Data items
________________________________________

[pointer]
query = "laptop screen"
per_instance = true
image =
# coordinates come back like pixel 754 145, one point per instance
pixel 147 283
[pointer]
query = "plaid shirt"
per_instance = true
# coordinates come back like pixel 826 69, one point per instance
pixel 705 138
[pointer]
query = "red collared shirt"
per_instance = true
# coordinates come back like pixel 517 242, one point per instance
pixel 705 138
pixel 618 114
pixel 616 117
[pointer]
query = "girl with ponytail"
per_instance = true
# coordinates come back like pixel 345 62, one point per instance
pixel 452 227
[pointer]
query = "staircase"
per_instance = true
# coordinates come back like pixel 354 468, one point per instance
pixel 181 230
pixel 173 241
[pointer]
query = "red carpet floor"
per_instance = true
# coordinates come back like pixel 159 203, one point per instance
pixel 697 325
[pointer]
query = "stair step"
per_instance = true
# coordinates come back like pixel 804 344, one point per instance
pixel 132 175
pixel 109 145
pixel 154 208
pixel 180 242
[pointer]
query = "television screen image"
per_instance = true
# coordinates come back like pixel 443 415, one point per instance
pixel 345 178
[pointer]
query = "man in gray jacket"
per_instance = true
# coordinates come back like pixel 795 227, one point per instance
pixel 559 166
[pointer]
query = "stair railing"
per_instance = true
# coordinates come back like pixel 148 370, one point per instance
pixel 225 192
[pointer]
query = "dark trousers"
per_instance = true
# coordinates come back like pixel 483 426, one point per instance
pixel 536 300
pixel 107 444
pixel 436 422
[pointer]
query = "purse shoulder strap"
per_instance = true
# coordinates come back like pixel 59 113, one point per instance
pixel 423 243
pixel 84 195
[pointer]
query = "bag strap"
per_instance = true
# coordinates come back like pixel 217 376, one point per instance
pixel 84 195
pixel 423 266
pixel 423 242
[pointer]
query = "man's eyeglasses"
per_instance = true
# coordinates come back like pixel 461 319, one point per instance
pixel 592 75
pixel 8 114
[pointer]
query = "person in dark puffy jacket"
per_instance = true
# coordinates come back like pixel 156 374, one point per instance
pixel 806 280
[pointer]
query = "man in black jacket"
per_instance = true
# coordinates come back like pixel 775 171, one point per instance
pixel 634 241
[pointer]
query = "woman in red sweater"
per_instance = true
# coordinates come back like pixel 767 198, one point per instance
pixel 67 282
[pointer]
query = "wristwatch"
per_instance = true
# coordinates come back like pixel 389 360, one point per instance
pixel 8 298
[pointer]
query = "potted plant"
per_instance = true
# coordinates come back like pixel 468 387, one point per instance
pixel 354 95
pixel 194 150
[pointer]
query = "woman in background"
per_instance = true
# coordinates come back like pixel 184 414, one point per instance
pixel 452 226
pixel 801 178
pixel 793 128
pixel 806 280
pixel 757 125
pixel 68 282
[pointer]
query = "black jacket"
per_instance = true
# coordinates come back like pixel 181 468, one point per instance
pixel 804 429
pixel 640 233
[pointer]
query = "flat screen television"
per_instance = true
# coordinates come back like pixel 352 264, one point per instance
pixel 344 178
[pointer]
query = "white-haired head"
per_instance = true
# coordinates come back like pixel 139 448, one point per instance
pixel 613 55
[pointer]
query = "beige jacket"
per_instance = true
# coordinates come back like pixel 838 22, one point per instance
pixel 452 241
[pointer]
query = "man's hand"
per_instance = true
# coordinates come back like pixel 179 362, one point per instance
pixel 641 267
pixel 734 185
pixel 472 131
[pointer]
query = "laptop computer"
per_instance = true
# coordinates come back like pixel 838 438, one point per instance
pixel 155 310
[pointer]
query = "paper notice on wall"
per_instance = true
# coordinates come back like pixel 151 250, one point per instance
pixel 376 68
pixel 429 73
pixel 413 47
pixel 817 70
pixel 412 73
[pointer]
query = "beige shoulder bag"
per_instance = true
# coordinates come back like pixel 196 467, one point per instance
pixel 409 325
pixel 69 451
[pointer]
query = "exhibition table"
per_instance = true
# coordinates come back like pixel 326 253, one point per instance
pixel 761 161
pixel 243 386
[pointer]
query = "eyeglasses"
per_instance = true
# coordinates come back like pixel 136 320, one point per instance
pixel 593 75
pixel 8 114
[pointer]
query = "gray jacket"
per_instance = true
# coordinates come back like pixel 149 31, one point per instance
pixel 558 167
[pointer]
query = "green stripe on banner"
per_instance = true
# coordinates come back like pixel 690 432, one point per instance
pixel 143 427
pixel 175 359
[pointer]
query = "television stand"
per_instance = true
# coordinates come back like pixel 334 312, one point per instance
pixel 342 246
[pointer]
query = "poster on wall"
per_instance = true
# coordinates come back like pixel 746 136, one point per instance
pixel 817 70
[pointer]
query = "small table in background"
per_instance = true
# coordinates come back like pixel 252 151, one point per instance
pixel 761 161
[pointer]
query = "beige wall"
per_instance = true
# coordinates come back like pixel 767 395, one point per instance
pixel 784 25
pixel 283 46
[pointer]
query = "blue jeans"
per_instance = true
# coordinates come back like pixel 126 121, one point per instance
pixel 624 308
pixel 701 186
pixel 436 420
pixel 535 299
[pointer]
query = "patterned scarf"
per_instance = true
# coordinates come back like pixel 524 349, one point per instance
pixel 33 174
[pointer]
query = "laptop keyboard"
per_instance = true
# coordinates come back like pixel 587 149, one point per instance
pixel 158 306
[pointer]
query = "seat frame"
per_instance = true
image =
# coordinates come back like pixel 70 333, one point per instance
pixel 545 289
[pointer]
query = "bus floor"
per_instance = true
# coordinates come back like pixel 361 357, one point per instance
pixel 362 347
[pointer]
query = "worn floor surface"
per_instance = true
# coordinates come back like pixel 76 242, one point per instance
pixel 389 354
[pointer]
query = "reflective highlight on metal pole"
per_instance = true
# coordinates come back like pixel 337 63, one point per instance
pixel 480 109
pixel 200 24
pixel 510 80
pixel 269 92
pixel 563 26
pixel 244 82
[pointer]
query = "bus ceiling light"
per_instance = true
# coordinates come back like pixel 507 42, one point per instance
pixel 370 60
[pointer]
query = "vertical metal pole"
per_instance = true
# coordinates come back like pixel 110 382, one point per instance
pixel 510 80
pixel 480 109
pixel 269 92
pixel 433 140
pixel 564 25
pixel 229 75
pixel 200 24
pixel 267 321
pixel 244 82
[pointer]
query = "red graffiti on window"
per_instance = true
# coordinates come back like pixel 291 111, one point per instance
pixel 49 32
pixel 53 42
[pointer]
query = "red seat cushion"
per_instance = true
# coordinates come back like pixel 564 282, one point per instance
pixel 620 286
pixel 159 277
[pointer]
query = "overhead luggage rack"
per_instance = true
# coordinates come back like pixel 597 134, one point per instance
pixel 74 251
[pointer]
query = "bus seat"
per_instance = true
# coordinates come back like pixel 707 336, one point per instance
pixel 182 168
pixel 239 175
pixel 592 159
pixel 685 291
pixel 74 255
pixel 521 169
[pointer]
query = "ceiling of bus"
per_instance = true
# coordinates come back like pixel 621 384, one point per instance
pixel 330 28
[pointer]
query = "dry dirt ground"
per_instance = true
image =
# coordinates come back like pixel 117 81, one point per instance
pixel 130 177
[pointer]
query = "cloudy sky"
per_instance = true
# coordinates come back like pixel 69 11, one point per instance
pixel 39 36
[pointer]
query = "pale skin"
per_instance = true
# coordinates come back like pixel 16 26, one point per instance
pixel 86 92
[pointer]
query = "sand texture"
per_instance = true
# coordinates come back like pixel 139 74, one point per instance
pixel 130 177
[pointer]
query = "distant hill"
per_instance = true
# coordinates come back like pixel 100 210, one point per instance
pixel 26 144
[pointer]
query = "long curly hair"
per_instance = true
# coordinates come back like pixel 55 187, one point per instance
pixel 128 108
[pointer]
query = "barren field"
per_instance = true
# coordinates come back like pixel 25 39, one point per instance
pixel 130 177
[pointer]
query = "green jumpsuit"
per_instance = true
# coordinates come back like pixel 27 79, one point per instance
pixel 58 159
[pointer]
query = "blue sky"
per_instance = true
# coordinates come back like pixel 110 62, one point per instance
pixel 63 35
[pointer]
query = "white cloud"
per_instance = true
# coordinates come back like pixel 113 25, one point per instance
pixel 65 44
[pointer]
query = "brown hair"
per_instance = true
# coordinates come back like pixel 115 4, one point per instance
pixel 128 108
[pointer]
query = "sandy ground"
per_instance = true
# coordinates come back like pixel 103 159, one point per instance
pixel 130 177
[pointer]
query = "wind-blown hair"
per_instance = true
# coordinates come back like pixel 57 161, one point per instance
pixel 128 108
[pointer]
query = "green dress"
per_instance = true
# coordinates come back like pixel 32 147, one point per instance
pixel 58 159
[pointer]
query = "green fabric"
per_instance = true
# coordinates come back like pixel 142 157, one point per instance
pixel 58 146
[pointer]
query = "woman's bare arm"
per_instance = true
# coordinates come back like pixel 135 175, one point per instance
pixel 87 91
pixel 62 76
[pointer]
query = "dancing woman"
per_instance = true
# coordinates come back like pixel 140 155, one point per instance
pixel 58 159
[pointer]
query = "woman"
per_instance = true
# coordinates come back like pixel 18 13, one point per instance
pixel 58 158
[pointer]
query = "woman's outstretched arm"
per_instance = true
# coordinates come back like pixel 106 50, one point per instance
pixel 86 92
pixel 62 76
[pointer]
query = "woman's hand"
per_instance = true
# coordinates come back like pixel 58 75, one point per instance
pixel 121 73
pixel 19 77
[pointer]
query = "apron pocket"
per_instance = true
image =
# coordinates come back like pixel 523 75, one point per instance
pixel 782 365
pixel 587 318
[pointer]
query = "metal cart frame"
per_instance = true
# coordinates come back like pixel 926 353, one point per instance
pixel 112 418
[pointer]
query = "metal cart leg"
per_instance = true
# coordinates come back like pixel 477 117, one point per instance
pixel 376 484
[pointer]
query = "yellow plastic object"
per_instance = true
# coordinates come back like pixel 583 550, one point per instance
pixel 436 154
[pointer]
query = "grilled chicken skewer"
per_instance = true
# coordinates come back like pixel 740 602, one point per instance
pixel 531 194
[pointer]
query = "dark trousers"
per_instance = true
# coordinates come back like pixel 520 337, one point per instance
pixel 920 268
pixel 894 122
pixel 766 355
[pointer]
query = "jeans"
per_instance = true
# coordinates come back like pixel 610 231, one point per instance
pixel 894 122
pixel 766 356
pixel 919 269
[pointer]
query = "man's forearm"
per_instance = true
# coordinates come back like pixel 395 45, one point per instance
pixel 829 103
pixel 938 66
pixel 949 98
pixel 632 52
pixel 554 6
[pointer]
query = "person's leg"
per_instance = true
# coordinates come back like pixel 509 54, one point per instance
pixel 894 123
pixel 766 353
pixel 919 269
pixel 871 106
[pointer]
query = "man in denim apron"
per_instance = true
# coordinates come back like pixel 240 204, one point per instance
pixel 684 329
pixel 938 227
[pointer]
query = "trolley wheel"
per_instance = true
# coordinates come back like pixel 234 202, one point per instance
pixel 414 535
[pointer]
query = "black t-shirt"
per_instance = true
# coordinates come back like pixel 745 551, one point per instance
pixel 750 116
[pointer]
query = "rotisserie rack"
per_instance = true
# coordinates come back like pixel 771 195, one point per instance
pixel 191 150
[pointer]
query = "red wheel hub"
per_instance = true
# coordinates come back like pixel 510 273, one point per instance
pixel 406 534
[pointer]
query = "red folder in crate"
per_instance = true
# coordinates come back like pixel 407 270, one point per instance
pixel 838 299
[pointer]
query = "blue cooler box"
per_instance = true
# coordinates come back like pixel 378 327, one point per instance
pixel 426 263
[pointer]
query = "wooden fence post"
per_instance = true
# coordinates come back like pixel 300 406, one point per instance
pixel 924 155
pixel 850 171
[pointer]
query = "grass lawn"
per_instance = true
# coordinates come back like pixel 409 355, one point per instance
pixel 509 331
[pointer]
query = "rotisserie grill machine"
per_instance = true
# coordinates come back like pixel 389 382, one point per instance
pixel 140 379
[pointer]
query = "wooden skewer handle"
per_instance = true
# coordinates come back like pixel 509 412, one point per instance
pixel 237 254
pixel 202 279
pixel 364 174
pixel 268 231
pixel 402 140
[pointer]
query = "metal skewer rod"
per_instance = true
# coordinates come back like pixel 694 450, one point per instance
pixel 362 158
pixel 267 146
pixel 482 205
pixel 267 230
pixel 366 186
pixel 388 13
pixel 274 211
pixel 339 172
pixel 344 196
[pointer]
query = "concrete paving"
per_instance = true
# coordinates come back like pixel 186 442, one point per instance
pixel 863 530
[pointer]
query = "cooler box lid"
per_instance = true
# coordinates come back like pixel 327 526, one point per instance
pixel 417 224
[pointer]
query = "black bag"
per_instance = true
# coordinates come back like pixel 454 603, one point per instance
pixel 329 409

________________________________________

--- Objective ---
Print the data items again without any changes, from the start through the line containing "pixel 616 117", including that line.

--- Written response ---
[pointer]
query = "laptop screen"
per_instance = true
image =
# coordinates come back like pixel 754 145, one point per instance
pixel 147 283
[pointer]
query = "plaid shirt"
per_instance = true
# coordinates come back like pixel 826 69, one point per instance
pixel 705 138
[pointer]
query = "red collared shirt"
per_instance = true
# coordinates come back like pixel 517 242, one point per instance
pixel 705 138
pixel 618 114
pixel 616 117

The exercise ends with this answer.